Exercise description.
How many lines of the items below contain the string "sand", matching case exactly? Reply with the number only.

Detection examples:
*****

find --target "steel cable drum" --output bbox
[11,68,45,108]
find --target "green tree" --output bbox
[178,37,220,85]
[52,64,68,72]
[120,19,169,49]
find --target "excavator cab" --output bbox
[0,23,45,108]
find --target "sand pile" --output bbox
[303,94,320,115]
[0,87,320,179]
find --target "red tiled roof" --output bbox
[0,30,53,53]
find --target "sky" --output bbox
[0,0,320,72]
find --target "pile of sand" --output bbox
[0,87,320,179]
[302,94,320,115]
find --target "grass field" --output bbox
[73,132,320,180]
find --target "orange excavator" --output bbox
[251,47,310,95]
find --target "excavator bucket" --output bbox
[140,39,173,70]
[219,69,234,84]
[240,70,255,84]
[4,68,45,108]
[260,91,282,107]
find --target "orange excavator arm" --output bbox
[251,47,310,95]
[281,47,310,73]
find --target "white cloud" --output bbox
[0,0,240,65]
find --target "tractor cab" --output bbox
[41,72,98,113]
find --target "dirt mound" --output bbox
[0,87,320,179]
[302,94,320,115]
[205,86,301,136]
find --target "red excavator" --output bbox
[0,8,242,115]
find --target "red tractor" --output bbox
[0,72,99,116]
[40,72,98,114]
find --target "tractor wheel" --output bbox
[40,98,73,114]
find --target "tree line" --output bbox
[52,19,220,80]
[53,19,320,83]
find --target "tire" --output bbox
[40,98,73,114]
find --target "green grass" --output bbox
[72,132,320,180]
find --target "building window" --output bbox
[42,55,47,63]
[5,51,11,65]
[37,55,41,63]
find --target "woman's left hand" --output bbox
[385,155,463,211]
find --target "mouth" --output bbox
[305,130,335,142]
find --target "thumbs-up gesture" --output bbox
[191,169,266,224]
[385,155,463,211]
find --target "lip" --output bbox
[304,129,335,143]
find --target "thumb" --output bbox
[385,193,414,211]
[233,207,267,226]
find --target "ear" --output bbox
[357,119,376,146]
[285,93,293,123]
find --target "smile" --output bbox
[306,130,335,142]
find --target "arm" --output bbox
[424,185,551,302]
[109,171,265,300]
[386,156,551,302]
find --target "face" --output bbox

*****

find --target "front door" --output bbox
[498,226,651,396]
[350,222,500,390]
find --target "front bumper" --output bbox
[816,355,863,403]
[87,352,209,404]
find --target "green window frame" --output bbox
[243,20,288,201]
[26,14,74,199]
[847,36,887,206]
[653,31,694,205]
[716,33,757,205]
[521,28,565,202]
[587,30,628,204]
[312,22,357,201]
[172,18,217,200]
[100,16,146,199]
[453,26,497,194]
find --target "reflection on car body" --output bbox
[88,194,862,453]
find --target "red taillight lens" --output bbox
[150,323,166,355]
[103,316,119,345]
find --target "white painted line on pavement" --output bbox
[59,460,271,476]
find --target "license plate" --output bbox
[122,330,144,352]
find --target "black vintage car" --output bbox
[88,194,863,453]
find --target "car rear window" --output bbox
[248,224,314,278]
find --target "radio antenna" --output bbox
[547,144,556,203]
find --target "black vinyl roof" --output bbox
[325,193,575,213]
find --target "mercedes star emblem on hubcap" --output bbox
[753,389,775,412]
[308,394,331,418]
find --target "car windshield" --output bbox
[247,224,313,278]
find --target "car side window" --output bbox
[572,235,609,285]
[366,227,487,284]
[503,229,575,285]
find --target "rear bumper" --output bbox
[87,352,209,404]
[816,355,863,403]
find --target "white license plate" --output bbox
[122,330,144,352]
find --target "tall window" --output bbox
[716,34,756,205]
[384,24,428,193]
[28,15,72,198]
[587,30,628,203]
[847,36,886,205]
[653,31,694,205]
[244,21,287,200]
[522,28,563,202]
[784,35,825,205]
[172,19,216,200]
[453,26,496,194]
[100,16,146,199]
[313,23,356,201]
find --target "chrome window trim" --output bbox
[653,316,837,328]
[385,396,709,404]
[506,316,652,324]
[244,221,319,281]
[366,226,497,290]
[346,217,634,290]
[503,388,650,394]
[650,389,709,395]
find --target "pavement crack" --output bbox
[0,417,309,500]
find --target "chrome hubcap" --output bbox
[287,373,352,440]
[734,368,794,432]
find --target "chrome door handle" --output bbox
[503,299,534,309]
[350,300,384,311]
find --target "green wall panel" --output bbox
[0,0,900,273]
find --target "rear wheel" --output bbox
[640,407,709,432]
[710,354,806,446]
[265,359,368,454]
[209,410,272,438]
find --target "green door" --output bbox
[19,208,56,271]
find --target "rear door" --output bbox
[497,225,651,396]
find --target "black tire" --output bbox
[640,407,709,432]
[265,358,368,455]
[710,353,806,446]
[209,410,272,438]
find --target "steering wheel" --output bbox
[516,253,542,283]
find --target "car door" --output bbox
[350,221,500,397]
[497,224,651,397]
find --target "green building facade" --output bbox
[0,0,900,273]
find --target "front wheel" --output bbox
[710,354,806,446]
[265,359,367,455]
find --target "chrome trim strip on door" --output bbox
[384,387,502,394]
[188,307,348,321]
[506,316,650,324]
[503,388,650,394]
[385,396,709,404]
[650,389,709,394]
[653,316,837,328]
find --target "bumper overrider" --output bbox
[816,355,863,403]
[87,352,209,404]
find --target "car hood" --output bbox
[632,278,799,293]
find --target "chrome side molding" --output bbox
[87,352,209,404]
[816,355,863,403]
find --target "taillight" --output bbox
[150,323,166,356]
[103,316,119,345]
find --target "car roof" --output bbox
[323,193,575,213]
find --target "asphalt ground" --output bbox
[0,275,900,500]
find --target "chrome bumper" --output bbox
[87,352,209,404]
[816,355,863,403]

*****

Complete response.
2